▶ _EXERCISE REQUIREMENTS_
Copy the records verbatim from their start through the line containing "[209,121,600,400]", including that line.

>> begin

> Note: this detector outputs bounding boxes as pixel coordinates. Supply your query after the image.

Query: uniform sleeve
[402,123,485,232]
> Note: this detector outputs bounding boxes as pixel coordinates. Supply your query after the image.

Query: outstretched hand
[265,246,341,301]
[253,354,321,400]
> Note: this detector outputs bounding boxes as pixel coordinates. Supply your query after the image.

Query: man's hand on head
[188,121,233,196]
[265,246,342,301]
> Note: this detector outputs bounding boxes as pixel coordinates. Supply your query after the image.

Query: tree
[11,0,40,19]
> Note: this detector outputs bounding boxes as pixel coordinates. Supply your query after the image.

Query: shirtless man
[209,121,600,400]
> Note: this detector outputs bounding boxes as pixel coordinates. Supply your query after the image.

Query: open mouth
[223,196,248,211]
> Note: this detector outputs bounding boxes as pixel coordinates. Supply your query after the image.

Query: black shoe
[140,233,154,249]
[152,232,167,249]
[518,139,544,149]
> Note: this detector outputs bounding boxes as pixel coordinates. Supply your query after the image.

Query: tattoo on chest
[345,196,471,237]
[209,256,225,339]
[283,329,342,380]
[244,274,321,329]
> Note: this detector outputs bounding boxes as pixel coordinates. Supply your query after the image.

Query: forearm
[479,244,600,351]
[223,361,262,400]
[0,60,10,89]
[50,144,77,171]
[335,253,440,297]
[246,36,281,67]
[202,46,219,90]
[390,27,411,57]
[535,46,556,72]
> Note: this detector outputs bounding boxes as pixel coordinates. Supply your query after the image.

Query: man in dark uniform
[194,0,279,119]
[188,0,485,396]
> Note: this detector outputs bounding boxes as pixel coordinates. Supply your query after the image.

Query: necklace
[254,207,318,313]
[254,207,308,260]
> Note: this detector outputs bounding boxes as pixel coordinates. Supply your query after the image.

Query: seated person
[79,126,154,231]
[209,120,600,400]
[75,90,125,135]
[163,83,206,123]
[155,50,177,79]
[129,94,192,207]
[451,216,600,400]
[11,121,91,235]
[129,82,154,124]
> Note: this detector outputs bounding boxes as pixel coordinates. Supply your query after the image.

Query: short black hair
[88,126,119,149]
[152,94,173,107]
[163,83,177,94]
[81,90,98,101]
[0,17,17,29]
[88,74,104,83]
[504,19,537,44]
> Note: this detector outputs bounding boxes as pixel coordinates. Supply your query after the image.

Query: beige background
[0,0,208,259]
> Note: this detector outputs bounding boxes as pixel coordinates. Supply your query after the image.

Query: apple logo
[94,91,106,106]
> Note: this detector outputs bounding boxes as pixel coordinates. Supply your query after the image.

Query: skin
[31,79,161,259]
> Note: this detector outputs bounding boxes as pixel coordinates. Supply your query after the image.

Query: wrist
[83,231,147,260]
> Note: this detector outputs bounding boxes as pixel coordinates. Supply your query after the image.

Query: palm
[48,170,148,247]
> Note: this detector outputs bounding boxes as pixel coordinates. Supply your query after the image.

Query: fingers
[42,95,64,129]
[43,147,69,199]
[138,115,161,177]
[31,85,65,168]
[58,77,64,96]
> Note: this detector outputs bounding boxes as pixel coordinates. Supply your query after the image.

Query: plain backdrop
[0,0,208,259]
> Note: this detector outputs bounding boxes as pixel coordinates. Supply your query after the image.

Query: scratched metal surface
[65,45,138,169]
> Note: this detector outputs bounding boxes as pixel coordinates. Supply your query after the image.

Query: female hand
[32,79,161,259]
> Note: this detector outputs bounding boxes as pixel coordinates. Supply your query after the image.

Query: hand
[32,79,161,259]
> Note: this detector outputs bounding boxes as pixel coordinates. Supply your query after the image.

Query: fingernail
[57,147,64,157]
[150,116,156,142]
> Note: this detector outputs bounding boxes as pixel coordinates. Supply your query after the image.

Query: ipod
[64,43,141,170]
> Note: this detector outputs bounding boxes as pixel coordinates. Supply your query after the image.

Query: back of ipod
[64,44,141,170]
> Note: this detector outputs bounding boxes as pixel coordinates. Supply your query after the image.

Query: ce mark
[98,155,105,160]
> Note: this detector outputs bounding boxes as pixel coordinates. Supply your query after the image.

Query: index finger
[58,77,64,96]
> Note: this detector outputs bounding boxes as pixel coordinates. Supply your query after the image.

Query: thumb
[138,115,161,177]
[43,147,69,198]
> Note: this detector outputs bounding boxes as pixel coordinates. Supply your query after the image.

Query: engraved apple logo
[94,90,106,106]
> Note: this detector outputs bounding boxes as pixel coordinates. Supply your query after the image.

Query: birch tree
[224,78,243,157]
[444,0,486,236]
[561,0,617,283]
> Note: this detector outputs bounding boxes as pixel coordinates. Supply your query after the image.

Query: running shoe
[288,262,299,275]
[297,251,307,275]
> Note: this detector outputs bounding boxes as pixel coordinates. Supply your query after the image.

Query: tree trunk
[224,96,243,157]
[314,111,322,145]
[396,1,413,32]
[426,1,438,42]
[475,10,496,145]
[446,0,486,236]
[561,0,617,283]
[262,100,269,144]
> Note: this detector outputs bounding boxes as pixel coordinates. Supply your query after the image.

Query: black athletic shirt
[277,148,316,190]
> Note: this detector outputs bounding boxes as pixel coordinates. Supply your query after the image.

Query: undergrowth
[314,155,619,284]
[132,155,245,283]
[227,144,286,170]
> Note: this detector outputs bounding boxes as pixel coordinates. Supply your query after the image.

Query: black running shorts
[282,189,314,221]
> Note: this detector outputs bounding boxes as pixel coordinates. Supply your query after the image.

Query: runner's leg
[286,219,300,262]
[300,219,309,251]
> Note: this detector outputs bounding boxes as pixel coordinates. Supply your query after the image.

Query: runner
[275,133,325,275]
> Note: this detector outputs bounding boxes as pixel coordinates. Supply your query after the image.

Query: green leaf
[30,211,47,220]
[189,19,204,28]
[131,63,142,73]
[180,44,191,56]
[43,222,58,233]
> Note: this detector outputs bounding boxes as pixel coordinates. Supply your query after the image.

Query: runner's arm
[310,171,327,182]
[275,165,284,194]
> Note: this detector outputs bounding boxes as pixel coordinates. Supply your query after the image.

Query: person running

>> end

▶ _TASK SOLUTION_
> Note: this detector outputs bounding boxes as pixel coordinates. Supply your query after the image.

Query: uniform sleeve
[402,123,485,232]
> Note: this detector outputs bounding boxes as pixel coordinates. Supply your query after the image.

Query: outstretched hand
[265,246,341,301]
[253,354,321,400]
> Note: this detector outputs bounding boxes as pixel coordinates. Supply your query after the image.

Query: man's hand on head
[188,121,233,196]
[265,246,342,301]
> Note: this detector outputs bounding boxes as pixel coordinates. Supply your query after the image.

Query: tree
[11,0,40,19]
> Note: this detector outputs bounding boxes as pixel coordinates. Supply your query after the image.

Query: shirtless man
[209,121,600,400]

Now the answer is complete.